> _Provided passage_:

The camp brothels were usually built as barracks surrounded by a barbed-wire fence, with small individual rooms for up to 20 female prisoners, controlled by a female overseer (Aufseherin). The women were replaced frequently due to exhaustion and illness, after which they were sent away to become regular inmates in Birkenau. The brothels were open only in the evenings. No Jewish male prisoners were allowed as patrons. Those with access to the customer lineup ("Aryan VIPs" only), had to sign up for a specific day and pay two Reichsmarks for a 20-minute "service" based on a predetermined schedule. The women were matched with clients by an SS-man. The people ironically described as "Aryan VIPs" included the Polish Christian prisoners, and those who had been sentenced to the camps for criminal activities and so wore the green triangles (hence the "green men" denomination). There is somewhat controversial evidence that in some of the brothels, women might have had tattoos inscribed on their chests saying Feld-Hure ("field whore"). Some of them underwent forced sterilizations as well as forced abortions, often resulting in death. At Auschwitz, the women "were mostly German or Polish—none of them were Jewish", and members "of the Wehrmacht and SS were not allowed to visit" them. "A military brothel for German soldiers and SS guards also existed, but it was located outside of the camp, and all women there were German civilian prostitutes." While there certainly were reports by survivors of male German guards sexually abusing female Jewish inmates at Auschwitz and elsewhere, "no archival evidence exists that points to the systematic rape of Jewish women in concentration camps or of their enslavement in Nazi brothels."

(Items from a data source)

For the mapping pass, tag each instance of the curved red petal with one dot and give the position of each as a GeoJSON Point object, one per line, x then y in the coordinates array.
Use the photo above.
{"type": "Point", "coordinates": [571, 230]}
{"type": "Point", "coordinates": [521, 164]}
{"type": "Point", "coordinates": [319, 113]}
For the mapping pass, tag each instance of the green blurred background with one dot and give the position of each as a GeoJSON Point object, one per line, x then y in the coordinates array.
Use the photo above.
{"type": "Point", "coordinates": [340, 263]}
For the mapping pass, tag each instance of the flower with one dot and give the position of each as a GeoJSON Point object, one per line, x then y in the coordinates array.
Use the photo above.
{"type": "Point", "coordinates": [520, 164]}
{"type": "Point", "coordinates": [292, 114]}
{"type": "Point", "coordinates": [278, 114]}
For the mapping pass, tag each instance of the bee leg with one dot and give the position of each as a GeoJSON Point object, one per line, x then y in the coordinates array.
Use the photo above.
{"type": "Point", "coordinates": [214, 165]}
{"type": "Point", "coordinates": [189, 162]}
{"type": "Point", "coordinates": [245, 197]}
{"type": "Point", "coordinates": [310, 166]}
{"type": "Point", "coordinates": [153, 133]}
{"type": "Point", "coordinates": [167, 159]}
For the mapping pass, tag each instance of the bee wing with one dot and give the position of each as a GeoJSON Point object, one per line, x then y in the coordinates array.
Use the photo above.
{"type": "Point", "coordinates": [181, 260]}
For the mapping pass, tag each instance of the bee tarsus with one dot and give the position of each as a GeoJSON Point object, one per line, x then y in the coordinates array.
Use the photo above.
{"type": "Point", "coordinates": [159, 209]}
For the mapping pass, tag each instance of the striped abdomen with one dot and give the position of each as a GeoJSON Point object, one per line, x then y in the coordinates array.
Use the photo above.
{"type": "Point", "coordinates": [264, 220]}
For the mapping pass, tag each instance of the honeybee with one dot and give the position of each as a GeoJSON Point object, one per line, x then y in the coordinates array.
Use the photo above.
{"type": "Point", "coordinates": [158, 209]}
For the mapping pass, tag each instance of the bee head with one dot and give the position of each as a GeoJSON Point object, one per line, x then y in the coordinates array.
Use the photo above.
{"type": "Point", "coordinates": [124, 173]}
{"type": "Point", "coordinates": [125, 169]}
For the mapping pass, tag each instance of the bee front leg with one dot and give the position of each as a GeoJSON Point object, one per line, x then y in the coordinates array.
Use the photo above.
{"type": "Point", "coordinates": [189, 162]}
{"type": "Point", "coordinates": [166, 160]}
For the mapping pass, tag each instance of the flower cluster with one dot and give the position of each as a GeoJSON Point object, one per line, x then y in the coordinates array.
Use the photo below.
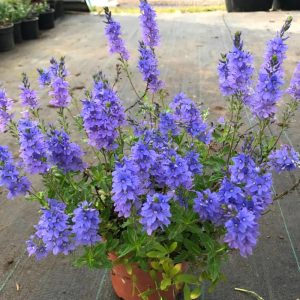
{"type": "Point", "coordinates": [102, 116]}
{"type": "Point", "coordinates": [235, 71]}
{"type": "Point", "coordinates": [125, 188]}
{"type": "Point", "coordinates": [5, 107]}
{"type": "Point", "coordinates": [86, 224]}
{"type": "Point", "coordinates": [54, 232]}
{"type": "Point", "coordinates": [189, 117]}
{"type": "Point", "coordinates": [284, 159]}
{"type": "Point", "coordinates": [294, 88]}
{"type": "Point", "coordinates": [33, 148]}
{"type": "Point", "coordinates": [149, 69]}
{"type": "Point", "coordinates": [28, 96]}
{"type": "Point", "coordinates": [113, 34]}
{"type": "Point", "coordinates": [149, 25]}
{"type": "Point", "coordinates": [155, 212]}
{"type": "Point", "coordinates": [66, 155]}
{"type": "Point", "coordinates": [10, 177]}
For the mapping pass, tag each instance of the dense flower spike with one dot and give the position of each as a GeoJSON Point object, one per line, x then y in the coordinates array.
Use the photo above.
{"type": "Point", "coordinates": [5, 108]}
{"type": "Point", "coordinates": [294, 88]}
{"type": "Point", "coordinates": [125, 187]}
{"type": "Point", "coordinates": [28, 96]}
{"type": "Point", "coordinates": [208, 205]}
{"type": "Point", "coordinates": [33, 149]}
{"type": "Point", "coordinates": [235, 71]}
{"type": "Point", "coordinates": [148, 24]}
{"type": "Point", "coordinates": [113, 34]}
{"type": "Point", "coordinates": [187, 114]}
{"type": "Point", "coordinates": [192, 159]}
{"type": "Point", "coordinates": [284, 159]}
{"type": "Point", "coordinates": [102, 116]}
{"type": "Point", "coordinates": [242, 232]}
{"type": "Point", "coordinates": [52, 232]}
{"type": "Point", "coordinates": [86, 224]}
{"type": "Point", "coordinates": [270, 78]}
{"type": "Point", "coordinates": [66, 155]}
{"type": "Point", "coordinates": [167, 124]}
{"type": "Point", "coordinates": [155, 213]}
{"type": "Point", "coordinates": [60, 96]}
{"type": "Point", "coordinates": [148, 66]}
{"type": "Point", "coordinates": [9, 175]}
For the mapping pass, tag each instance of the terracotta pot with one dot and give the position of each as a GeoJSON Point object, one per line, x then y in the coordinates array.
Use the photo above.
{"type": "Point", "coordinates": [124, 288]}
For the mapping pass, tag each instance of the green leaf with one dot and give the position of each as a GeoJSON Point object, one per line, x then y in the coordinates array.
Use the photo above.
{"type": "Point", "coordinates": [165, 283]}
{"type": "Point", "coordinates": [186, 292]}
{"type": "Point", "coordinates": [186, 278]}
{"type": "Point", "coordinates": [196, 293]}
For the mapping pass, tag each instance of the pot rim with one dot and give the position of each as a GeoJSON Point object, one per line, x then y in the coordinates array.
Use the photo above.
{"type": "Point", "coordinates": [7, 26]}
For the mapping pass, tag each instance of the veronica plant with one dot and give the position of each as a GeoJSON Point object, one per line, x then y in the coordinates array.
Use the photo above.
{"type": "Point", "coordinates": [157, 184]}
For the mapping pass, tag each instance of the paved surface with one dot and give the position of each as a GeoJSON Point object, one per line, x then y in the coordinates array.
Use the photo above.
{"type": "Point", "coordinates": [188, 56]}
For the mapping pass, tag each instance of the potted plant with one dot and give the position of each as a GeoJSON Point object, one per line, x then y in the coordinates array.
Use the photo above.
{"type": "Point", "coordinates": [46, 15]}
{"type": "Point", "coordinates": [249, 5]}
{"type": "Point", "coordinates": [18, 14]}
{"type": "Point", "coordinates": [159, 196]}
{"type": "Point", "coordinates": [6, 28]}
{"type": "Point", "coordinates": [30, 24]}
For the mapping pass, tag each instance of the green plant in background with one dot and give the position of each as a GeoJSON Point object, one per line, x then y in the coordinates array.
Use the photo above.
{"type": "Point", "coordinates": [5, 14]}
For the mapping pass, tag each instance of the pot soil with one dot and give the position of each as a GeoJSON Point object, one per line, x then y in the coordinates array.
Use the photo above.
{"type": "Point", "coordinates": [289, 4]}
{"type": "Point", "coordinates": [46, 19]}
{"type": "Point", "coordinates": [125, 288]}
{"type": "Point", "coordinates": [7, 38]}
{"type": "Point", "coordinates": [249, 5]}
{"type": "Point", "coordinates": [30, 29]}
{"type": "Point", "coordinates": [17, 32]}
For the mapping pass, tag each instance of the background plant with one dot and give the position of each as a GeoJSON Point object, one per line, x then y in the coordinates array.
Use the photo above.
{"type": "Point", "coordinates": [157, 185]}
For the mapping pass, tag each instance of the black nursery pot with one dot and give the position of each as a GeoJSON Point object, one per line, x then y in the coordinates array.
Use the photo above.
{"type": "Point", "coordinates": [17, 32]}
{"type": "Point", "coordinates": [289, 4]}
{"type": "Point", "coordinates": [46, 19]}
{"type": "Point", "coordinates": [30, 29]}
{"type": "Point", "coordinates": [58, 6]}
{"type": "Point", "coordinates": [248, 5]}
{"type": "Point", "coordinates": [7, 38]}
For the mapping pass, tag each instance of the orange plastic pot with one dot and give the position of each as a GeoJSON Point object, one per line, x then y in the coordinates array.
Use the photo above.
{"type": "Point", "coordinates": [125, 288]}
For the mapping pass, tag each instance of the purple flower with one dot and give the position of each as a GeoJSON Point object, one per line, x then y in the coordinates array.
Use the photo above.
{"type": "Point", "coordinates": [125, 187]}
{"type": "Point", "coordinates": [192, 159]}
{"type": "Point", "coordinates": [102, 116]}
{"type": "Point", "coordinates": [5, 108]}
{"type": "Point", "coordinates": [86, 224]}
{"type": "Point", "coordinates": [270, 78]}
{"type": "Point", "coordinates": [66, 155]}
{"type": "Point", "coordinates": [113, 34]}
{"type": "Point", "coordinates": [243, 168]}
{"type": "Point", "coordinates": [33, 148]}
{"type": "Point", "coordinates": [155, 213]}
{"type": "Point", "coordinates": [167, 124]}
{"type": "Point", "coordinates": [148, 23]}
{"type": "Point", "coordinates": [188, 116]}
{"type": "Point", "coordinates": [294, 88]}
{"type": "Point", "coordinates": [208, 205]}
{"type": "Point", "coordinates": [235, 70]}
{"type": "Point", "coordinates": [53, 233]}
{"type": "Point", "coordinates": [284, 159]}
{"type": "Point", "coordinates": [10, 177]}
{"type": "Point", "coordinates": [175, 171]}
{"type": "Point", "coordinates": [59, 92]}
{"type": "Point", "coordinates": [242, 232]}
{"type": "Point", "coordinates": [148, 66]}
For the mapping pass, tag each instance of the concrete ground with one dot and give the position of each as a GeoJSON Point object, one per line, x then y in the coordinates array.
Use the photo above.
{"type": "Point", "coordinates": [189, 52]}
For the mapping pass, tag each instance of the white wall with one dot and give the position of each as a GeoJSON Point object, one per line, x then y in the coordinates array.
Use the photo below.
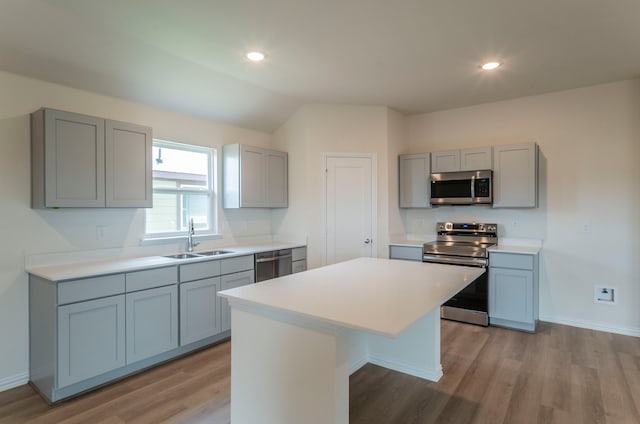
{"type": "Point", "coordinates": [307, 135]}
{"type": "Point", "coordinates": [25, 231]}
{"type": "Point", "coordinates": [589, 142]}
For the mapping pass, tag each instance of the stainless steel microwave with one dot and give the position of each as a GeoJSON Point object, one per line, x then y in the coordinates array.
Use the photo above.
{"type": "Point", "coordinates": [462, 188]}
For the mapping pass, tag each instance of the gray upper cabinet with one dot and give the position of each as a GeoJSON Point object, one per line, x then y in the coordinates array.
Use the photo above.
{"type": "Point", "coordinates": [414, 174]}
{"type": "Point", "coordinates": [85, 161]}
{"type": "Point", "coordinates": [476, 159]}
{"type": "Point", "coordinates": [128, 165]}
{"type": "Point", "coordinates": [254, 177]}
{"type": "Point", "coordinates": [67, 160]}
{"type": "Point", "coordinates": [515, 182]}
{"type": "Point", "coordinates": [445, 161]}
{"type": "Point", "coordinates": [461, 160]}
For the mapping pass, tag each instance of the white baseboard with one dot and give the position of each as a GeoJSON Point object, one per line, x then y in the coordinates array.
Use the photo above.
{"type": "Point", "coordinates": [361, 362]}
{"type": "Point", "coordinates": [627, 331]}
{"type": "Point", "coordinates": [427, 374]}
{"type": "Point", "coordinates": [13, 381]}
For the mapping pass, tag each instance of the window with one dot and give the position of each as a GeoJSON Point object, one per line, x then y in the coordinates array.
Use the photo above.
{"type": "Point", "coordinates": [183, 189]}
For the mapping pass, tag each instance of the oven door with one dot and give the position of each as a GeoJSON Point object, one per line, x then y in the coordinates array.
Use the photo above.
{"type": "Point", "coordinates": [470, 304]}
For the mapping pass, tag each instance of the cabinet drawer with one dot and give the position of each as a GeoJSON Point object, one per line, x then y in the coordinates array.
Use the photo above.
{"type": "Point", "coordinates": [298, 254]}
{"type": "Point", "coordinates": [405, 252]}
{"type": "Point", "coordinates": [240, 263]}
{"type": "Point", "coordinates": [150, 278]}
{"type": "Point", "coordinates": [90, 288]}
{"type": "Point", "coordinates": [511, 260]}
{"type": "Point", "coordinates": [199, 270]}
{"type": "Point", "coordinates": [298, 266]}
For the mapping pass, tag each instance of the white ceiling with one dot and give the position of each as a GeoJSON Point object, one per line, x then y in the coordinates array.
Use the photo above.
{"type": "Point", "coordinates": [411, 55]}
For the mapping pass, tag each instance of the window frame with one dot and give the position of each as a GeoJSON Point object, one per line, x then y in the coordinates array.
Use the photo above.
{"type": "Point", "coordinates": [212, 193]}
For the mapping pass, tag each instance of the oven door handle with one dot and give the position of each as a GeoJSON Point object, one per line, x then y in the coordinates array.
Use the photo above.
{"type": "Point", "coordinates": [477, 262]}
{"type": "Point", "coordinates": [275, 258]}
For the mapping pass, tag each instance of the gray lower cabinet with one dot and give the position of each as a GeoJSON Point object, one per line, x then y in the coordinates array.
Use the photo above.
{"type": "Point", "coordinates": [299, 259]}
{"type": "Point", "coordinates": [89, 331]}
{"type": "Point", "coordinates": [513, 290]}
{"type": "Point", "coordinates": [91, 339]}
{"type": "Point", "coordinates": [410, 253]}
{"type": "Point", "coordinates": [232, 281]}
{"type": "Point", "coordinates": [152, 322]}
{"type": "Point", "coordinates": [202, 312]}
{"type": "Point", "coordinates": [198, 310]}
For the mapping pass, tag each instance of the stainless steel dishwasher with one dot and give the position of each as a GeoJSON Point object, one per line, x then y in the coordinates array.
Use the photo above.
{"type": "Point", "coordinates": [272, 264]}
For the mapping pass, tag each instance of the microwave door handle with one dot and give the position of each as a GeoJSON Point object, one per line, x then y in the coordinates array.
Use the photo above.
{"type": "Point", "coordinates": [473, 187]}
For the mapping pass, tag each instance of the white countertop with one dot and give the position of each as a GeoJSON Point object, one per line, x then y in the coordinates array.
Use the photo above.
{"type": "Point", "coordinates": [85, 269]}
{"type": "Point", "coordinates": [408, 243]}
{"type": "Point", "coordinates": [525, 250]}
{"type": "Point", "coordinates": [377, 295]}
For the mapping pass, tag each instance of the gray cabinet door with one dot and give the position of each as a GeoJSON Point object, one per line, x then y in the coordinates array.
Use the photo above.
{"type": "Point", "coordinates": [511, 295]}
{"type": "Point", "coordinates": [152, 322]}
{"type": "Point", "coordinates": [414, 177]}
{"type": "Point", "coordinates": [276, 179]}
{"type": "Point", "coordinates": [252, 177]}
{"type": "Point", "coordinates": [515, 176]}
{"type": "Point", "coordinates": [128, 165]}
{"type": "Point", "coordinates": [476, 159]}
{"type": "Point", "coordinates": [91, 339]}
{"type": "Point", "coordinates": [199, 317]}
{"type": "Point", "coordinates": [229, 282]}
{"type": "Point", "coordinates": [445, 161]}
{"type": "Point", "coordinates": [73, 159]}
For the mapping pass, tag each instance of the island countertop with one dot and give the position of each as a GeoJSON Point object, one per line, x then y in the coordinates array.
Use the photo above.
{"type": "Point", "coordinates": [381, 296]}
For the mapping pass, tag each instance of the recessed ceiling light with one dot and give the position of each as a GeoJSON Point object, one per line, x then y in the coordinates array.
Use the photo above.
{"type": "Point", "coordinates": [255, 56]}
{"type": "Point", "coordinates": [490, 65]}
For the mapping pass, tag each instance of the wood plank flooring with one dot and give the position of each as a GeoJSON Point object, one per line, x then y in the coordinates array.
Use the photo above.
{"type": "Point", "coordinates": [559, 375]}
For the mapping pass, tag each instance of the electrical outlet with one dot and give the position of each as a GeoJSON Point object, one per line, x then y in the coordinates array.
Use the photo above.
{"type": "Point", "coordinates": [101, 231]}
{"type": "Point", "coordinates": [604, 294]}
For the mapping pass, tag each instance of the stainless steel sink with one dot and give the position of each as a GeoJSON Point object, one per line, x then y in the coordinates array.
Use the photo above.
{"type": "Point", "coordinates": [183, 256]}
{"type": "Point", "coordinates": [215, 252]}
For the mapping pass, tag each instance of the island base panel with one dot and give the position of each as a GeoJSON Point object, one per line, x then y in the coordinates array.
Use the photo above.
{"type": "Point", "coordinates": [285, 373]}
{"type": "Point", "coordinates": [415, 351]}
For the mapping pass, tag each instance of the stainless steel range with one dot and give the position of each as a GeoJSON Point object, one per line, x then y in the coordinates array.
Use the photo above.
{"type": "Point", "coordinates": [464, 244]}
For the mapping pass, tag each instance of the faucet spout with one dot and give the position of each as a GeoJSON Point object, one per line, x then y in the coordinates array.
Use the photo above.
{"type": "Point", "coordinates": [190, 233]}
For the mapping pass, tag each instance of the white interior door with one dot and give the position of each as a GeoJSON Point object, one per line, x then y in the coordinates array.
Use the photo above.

> _What this task involves_:
In the passage on the camp brothels, what did a patron have to pay, and for how long a visit?

> _Response to the task_:
Two Reichsmarks for a 20-minute visit.